## PROBLEM STATEMENT:
Where the line containing "the fur hat." appears in the records below, begin there and write out each line exactly until the last one, and nothing more.

## EXERCISE DATA:
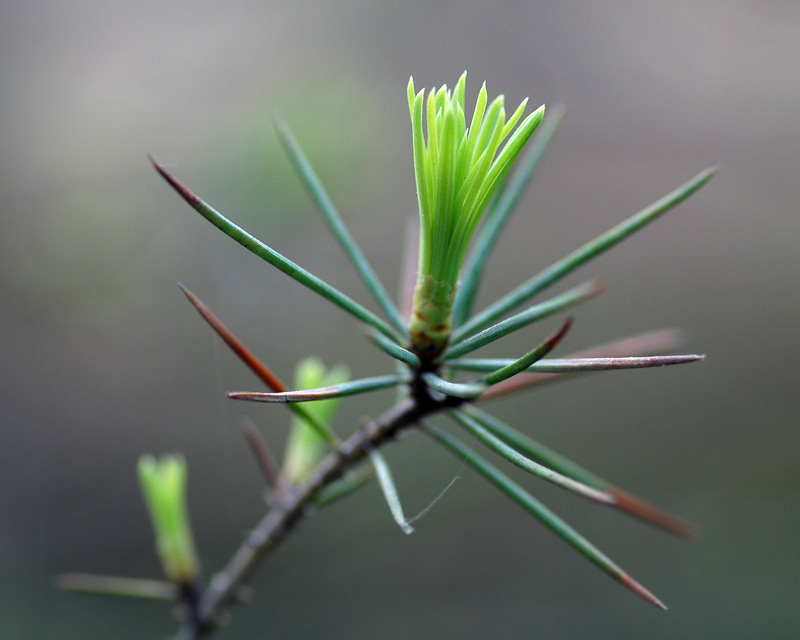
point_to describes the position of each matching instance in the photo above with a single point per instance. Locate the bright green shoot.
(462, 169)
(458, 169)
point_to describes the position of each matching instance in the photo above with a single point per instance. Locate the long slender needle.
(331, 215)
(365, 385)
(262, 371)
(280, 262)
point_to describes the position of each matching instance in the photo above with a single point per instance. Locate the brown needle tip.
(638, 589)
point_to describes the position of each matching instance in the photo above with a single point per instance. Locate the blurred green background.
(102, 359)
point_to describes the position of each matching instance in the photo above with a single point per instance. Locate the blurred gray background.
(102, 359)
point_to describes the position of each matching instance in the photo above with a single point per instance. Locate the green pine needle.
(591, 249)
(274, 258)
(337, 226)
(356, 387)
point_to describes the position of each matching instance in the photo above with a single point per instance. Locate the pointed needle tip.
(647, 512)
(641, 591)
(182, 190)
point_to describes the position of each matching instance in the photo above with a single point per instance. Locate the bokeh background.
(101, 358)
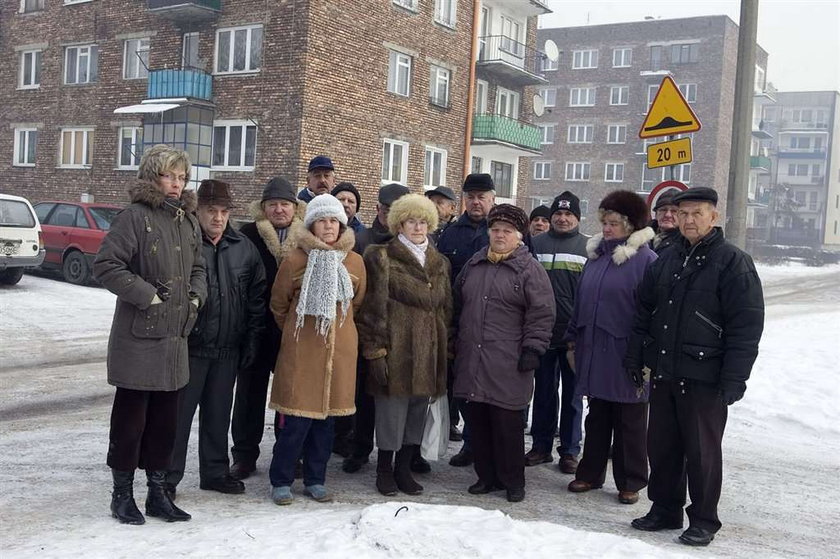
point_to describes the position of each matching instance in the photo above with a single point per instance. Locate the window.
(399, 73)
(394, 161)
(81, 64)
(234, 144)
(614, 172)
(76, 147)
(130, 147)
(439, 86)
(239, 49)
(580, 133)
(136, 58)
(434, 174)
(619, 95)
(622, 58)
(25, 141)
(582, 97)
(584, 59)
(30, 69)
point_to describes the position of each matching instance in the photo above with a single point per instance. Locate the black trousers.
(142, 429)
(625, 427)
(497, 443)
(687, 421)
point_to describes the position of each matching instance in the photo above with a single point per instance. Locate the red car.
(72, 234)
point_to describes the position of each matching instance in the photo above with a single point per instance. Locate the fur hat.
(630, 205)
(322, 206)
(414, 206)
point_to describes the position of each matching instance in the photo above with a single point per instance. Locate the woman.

## EXPECTED ANSWER:
point_to describes the position of each matching instance in the photo above with a single point per instance. Locate the fur hat.
(630, 205)
(322, 206)
(414, 206)
point_to describes the position of each matching instance in the photo above with a single point per instance. Locate the woman.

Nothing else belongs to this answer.